# [ねらい 1]
抜粋文に出てくる元号を、登場する順にすべて挙げなさい。
# [ねらい 2]
抜粋文の最後の文に続けて、その先を書き進めなさい。

# [抜粋文]

定信は寛政の改革を仕上げた吉宗の孫、楽翁。

 「私は自分の専管する東京市養育院が公の遺澤によって成ったのを感佩して明治四十三年以来毎年公の忌辰たる五月十三日に養育院に於て記念会を催して、祭典を執行し、且つ学者を聘して講演會を開きなどして来たが成徳ある楽翁公でありながら、未だ詳しい傅記が世に出て居ないので私は深くこれを遺憾に思ひ正確なる傅記を編纂したい」

として渋沢は楽翁公傅を著した。
今回、これを県立図書館から取り寄せて読んでみた。
天明の大飢饉を目のあたりにして定信が取り組んだ藩政の一端を文中から拾っておく。
渋沢の文には当然ながら旧字が多い。
この本は埼玉県立図書館には2冊しかないので、できるだけ旧字のままメモしておくことも少しは意味があると思う。

[ポインティング用データセットの抜粋]

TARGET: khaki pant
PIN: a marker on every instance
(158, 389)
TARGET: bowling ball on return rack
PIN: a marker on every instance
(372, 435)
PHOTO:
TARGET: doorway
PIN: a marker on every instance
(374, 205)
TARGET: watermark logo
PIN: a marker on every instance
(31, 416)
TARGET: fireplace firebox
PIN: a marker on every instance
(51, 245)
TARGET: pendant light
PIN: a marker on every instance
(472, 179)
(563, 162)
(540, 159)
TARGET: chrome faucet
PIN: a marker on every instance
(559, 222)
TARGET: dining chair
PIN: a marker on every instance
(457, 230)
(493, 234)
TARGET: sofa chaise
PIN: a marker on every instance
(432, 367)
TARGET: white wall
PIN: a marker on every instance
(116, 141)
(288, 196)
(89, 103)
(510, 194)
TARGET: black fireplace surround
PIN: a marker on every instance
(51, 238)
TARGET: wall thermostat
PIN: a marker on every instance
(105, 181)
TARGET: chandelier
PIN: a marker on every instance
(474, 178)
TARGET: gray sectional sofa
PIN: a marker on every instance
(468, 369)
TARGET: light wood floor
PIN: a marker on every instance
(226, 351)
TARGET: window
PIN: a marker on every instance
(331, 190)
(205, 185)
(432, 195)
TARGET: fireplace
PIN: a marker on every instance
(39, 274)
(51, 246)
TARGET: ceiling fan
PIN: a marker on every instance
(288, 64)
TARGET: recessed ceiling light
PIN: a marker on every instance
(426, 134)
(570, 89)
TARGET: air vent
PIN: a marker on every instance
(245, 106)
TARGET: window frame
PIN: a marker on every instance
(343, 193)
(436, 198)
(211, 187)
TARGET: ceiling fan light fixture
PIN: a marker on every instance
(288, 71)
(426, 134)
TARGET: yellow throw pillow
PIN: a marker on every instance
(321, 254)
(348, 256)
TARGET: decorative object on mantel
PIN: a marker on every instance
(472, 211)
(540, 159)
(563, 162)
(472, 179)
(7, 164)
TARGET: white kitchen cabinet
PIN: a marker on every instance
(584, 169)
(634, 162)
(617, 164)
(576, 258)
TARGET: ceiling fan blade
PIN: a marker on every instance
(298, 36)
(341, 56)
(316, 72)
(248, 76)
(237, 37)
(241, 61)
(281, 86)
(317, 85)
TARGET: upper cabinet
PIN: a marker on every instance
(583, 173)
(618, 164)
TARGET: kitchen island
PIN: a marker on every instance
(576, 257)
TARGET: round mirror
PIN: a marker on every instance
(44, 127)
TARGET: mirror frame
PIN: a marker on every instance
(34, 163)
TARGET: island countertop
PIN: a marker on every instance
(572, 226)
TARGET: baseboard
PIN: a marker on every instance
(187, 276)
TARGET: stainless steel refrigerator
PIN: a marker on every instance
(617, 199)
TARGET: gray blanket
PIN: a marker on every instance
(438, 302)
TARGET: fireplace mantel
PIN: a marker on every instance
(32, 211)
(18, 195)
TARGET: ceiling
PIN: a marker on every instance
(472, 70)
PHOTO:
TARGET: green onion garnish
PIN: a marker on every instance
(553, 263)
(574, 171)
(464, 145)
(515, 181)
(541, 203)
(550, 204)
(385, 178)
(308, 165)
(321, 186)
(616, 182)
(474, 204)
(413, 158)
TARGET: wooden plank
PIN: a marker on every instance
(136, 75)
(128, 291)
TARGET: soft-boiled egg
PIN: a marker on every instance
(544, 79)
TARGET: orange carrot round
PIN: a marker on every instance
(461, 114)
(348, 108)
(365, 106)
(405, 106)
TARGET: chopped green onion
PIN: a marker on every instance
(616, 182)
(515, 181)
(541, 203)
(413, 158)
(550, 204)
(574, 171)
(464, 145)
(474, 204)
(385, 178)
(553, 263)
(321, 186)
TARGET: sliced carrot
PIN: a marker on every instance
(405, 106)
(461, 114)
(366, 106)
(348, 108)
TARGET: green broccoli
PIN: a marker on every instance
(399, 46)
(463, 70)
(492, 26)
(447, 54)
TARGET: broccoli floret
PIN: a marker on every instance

# [解答 1]
寛政、明治、天明

# [解答 2]
■■ 天明の飢饉

天明の大飢饉にあって、一人の餓死者をださなかったとされる白河藩。 その定信藩政のことがこの公傅では細かく調べ書かれている。
渋沢は天明の飢饉を概括して描いてる。

 「天明三年、未曾有の大飢饉は襲来せり。
この年天災地妖荐りに臻り、春には雨少なくして農民は植付に苦しみ、夏には霖雨月を越えて止まず、六月に至りて諸國に大水あり、利根川沿岸の被害は殊に甚だしかりき。」

「加之四月より六月に瓦りて気候寒冷にして、屡ヾ綿入の衣類を用ふることすらあり。
七月には浅間山の大爆發ありて降灰甚だしく、廣袤十餘里の間、草木木槁し、人畜の死傷夥しく、八月には奥羽地方に霜害ありて、豆・蕎麦などは全く枯死するに至れり」

「是に於て諸國飢饉に襲はれ、殊に奥州一帯は、秋に至るも一毛の禾穀なく、餓殍野に満つるの惨状を呈せり」

少しの穀物もなくて飢餓死した人々が野に溢れているという惨状。
まさに鬼哭啾啾の有様だ。

 「昨日は繁華なりし市街も、今日は空家多く、その中には白骨横たはり、路傍には死屍累々として、その數を知らざりしといふ。」

こうした状況下での白河藩はどうだったか。
ここから定信の登場となる。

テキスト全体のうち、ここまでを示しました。